* Exercise goal:
Swap each "dividing" in the lines below for "separating", and give all the lines again with nothing else changed.

— START —

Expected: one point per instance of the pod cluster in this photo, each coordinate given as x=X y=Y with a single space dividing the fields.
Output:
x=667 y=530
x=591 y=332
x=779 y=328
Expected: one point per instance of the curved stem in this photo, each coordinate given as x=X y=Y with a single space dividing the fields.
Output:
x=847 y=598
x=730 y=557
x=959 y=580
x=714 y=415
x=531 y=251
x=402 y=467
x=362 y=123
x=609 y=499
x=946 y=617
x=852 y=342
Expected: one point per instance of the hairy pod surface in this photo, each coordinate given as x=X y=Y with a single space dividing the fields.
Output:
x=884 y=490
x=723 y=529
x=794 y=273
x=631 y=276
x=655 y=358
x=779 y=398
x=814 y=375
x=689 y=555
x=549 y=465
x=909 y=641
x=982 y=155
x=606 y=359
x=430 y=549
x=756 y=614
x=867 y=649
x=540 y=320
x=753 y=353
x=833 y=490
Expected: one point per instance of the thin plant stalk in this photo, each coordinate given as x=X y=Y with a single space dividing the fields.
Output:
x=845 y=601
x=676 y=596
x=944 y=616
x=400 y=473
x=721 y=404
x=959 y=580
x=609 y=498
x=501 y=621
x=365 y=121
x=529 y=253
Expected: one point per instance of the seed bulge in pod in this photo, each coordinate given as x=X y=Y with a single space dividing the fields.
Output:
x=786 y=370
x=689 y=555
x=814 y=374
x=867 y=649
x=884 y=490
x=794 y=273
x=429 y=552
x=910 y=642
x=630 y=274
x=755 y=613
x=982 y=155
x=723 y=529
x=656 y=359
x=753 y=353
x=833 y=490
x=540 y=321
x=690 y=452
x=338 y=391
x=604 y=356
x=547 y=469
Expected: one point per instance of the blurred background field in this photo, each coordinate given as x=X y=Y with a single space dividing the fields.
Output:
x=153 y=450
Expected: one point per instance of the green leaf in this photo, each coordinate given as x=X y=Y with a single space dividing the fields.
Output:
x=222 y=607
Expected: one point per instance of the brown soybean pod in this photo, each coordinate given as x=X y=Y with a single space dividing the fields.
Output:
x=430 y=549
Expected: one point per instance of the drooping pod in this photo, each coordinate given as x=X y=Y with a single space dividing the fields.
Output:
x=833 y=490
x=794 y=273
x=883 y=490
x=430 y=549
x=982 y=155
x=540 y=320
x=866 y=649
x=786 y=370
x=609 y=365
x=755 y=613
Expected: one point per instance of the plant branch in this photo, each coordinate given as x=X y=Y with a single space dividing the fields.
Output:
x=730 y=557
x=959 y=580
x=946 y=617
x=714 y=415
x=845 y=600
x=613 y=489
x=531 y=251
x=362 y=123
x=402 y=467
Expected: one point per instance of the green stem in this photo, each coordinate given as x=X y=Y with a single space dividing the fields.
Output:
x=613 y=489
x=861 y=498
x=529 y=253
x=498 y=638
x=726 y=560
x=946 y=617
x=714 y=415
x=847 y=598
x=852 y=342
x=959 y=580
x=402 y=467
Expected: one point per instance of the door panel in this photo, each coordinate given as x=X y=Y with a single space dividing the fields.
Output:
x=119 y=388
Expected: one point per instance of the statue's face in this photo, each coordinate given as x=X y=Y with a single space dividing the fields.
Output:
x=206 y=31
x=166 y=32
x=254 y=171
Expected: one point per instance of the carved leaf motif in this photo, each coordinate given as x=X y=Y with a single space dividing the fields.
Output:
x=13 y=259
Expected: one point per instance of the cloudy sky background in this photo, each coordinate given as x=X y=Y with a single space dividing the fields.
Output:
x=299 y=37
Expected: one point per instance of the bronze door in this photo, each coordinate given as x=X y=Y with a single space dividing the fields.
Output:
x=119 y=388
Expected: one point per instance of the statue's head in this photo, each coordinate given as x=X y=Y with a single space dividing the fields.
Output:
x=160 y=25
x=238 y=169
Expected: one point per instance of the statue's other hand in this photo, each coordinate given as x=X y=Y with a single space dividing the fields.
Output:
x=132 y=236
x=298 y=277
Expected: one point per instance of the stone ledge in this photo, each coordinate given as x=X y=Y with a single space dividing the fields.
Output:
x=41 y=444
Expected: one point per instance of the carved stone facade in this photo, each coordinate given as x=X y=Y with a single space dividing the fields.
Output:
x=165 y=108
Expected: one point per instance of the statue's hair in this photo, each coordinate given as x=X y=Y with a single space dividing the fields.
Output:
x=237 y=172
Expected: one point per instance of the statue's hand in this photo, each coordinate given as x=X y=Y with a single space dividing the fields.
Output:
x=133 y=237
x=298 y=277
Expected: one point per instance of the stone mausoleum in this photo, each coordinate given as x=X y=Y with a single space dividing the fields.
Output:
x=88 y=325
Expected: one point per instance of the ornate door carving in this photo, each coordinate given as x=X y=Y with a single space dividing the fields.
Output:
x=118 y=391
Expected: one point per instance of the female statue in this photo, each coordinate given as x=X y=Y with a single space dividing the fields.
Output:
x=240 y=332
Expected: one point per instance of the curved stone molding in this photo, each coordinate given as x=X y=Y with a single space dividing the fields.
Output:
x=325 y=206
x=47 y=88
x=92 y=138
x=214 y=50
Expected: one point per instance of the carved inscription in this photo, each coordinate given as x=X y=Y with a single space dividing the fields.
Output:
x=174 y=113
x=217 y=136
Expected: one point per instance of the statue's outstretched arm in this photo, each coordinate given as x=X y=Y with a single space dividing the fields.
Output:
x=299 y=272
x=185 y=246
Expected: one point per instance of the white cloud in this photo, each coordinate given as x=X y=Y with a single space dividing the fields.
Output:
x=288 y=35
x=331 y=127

— END —

* Full response:
Expected: one point per instance of the pod cluster in this photo, each coordinate given as x=X y=Y with a single space separating the fields.
Output:
x=667 y=530
x=591 y=332
x=779 y=328
Expected: one point per instance of the curved stem in this photo, each coordinate given as x=X y=Y with a single space separating the fields.
Output:
x=847 y=598
x=730 y=557
x=959 y=580
x=714 y=415
x=531 y=251
x=402 y=467
x=362 y=123
x=609 y=499
x=946 y=617
x=852 y=342
Expected: one point per instance of the hairy pod surface in this photo, each coordinate given as x=X y=Y with a single space separating the fields.
Output:
x=884 y=490
x=723 y=529
x=794 y=273
x=631 y=276
x=655 y=358
x=779 y=398
x=814 y=375
x=689 y=555
x=549 y=465
x=909 y=641
x=982 y=155
x=606 y=359
x=430 y=549
x=756 y=614
x=867 y=649
x=540 y=320
x=753 y=353
x=833 y=490
Expected: one point per instance of the thin plant stalk in this photo, each coordinate given as x=X y=Y with a single space separating the fields.
Output:
x=845 y=601
x=676 y=596
x=944 y=616
x=400 y=473
x=721 y=404
x=959 y=580
x=609 y=498
x=501 y=621
x=365 y=121
x=529 y=253
Expected: one point per instance of the seed bulge in pod in this photo, each coordinate given as x=X y=Y with a single space separating the fields.
Output:
x=786 y=370
x=689 y=555
x=814 y=374
x=867 y=649
x=884 y=490
x=794 y=273
x=429 y=552
x=910 y=642
x=630 y=274
x=755 y=613
x=982 y=155
x=723 y=529
x=656 y=359
x=753 y=353
x=833 y=490
x=540 y=321
x=690 y=452
x=338 y=391
x=604 y=356
x=547 y=469
Expected: one point per instance of the blurred background field in this photo, each coordinate given as x=X y=Y with a single space separating the fields.
Output:
x=153 y=450
Expected: one point per instance of the green leaf in this photo, each coordinate given as x=X y=Y with a single space separating the fields.
Output:
x=222 y=607
Expected: one point per instance of the brown soybean pod in this photo, each coordinate given as x=X y=Y with a single space separating the fields.
Output:
x=430 y=549
Expected: one point per instance of the drooping pod in this photo, each coordinate given as x=X y=Y with a single space separating the fields.
Output:
x=833 y=490
x=794 y=273
x=883 y=490
x=430 y=549
x=982 y=155
x=540 y=320
x=866 y=649
x=786 y=370
x=609 y=365
x=755 y=613
Expected: one point per instance of the plant branch in this photo, each coordinate given as x=X y=Y with a single space separating the fields.
Output:
x=730 y=557
x=959 y=580
x=946 y=617
x=714 y=415
x=845 y=600
x=613 y=489
x=531 y=251
x=362 y=123
x=402 y=467
Expected: one point per instance of the green stem in this photo, each coordinate given as x=X y=Y with a single space separating the fields.
Output:
x=613 y=489
x=861 y=498
x=529 y=253
x=498 y=638
x=726 y=560
x=946 y=617
x=714 y=415
x=847 y=598
x=852 y=342
x=959 y=580
x=402 y=467
Expected: one point per instance of the door panel in this photo, each coordinate given as x=X y=Y with a single space separating the fields.
Output:
x=119 y=388
Expected: one point per instance of the statue's face in this photo, each coordinate given as x=X y=Y with a single space separating the fields.
Output:
x=206 y=31
x=166 y=32
x=254 y=171
Expected: one point per instance of the carved leaf motif in this photo, each coordinate given as x=X y=Y with a single space separating the fields.
Output:
x=13 y=259
Expected: one point per instance of the cloudy sky background in this photo, each coordinate given as x=X y=Y with a single space separating the fields.
Output:
x=299 y=37
Expected: one point per instance of the bronze door in this photo, each coordinate given as x=X y=Y with a single space separating the fields.
Output:
x=119 y=388
Expected: one point per instance of the statue's head in this photo, each coordinate given as x=X y=Y with a single space separating the fields.
Output:
x=160 y=25
x=238 y=169
Expected: one point per instance of the statue's other hand in this photo, each coordinate given as x=X y=Y with a single space separating the fields.
Output:
x=132 y=236
x=298 y=277
Expected: one point per instance of the stone ledge in this photo, each coordinate given as x=X y=Y with a single space separating the fields.
Output:
x=41 y=444
Expected: one point per instance of the carved stone facade in this photo, each coordinate given as x=X y=Y with a single space separating the fields.
Output:
x=165 y=108
Expected: one point per instance of the statue's hair in this photo, each coordinate given as x=X y=Y with a single space separating the fields.
Output:
x=237 y=172
Expected: one point per instance of the statue's hand in this photo, each coordinate given as x=X y=Y with a single space separating the fields.
Output:
x=133 y=237
x=298 y=277
Expected: one point per instance of the stone mausoleum in this photo, each coordinate given as x=X y=Y with a single space separating the fields.
Output:
x=88 y=325
Expected: one point per instance of the ornate door carving in this photo, each coordinate given as x=X y=Y with a single space separating the fields.
Output:
x=118 y=391
Expected: one point per instance of the female statue in this photo, each coordinate given as x=X y=Y with a single space separating the fields.
Output:
x=240 y=332
Expected: one point per instance of the curved stone molding in this photo, each coordinate given as x=X y=Y with a single space separating the fields.
Output:
x=325 y=206
x=47 y=88
x=92 y=138
x=214 y=50
Expected: one point per instance of the carved inscription in this photo, each coordinate given as x=X y=Y with a single space separating the fields.
Output:
x=174 y=113
x=217 y=136
Expected: one point per instance of the statue's outstretched arm in this photo, each coordinate given as x=X y=Y with a single space separating the fields.
Output:
x=299 y=272
x=185 y=246
Expected: one point per instance of the white cloud in this photo, each coordinate given as x=X y=Y with a single space separating the fields.
Output:
x=288 y=35
x=331 y=127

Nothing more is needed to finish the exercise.